*Objective 1*. In the comment on Facebook and user data, what would be Facebook's only asset if it became a failing company in 2022?
*Objective 2*. Please retype the stretch of the comment on Facebook and user data from "1) They want" through "accepting abusive behavior.".

*Given text*.
▬▬▬
We're completely at their mercy for all the data we create in their apps, and
therefore we're completely dependent on two things:

1) They want to retain customer trust. 2) They are concerned that they might
lose that trust if they misbehave.

They're constantly testing the limits of 2) (intentionally or
unintentionally.) At some point 1) could cease to be true. They could become
so necessary, or so powerful, that people become cynical about the possibility
of defying them, and therefore start accepting abusive behavior.

Another scenario is that they could stop caring about customer trust not
because they're too powerful but because customers have already abandoned
them. Imagine that in 2022 Facebook is a has-been. It has been beaten in
social networking, or social networking sounds ridiculously quaint in 2022,
and Facebook is a failing company with no prospects for revival. Kind of like
SCO. And it happens to possess, as its only asset, a little bit of
intellectual "property" (a decade of personal information on a billion
people.) Perhaps, in its death throes, it will go the way of SCO, abandon all
moral restraint, and attempt to squeeze a windfall out of that "property" in
the most cynical way possible. Maybe they'll charge you a ridiculous fee to
retrieve your data in a useable form. If their user agreements make that
impossible, someone in the company might go rogue and sell all your private
data to a shady entrepreneur in a lawless country. They could sell the photos
to Joe Francis and individual account histories to blackmailers and gossips.
▬▬▬
*Material*.
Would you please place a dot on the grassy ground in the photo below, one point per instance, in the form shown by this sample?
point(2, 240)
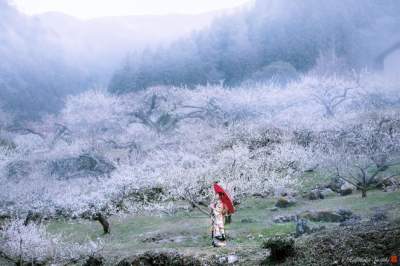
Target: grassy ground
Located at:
▬▬▬
*Task response 1*. A decade of personal information on a billion people.

*Task response 2*.
1) They want to retain customer trust. 2) They are concerned that they might
lose that trust if they misbehave.

They're constantly testing the limits of 2) (intentionally or
unintentionally.) At some point 1) could cease to be true. They could become
so necessary, or so powerful, that people become cynical about the possibility
of defying them, and therefore start accepting abusive behavior.